• [TASK DETAILS]
Can you summarize the dedu_exact documentation in two sentences?

• [DOCUMENT EXTRACT]

%%

Skip to contents
  • This automatically removes duplicates identified by exact match without manual review.

  • The most recent version will be retained at removal.

  • Support deduplication based on multiple columns (one at a time).

Usage

dedu_exact(df, match_by)

Arguments

df

A data frame with bibliographic information that has gone through text normalization. df must have the following 6 columns c("author", "title", "journal", "abstract", "year", "doi").

match_by

Quoted name(s) of the column(s) with information to match by (e.g., "doi_norm", "title", "title_norm", c("doi_norm", "title", "title_norm")).

If supplying a character vector with multiple elements, deduplication will be performed in order. For example, if match_by = c("doi_norm", "title", "title_norm"), deduplication will be performed first according to "doi_norm", then "title", and finally "title_norm".

Value

Deduplicated df.

Details

Records with missing information (i.e., NA) in match_by column won't be modified.

Examples

# load example dataset
data(bib_example_small)

# text normalization of the data frame
df <- norm_df(bib_example_small)

# deduplicate according to 3 columns in order (one at a time)
df_new <- dedu_exact(df, match_by = c("doi_norm", "title", "title_norm"))
#> Error in df_no %>% relocate(match, .after = last_col()): could not find function "%>%"

%%

• [LISTED ENTRIES]
%%

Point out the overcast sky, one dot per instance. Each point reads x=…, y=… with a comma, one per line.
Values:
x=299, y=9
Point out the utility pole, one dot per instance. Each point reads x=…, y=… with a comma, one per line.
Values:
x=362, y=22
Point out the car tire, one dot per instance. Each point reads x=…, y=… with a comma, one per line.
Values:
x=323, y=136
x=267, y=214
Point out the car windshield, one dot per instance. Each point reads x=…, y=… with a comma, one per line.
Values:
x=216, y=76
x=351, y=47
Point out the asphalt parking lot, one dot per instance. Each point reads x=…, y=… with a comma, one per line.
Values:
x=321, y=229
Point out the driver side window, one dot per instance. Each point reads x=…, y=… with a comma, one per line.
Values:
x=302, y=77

%%
%%

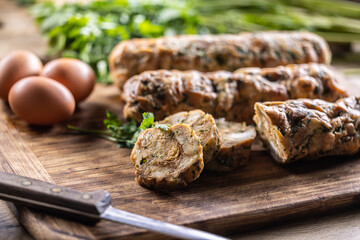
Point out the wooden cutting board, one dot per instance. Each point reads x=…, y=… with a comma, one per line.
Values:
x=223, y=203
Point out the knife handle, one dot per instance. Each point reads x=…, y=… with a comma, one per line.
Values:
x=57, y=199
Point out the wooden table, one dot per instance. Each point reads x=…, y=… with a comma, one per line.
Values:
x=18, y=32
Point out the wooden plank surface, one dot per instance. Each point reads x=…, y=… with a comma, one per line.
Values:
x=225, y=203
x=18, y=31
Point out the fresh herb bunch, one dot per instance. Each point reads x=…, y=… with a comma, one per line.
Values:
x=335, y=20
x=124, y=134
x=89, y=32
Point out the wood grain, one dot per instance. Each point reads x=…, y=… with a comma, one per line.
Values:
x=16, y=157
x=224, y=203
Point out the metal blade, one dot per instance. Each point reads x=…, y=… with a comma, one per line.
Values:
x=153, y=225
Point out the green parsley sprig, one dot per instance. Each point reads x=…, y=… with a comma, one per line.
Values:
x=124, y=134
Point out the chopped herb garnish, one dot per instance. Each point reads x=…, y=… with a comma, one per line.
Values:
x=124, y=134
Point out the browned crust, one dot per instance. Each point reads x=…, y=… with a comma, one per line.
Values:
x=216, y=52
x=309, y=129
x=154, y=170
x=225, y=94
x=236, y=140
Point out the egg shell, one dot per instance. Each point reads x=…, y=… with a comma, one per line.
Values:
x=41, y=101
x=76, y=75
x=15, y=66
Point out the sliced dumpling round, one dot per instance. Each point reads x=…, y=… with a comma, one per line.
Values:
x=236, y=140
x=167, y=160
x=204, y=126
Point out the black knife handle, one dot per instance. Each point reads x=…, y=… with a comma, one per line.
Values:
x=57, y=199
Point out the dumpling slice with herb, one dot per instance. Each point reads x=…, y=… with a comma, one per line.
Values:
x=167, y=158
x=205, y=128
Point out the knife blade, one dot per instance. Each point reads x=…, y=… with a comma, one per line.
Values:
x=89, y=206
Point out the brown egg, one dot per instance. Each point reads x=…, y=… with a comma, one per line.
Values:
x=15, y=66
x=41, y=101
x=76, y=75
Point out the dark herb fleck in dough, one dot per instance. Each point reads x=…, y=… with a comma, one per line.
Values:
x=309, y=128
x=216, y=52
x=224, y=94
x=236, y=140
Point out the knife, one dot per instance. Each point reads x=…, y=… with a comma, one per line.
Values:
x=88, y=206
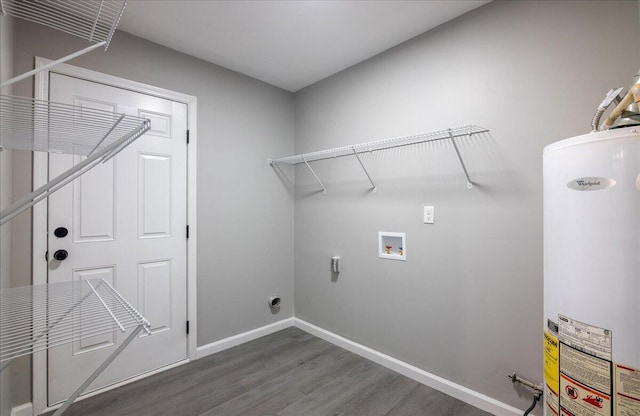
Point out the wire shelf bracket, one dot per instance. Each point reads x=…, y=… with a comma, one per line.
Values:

%%
%%

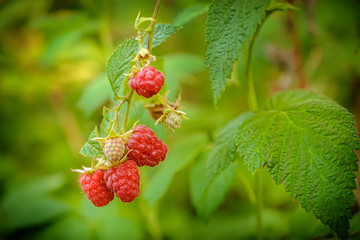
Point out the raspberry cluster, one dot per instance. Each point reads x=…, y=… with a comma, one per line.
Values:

%%

• [RESPONSE TO THIS TASK]
The dedu_exact function takes a bibliographic data frame that has gone through text normalization and automatically removes duplicates identified by exact match on the columns named in match_by, keeping the most recent version. When several columns are supplied, it deduplicates by them one at a time in the given order, returns the deduplicated data frame, and leaves unmodified any records with NA in a match_by column.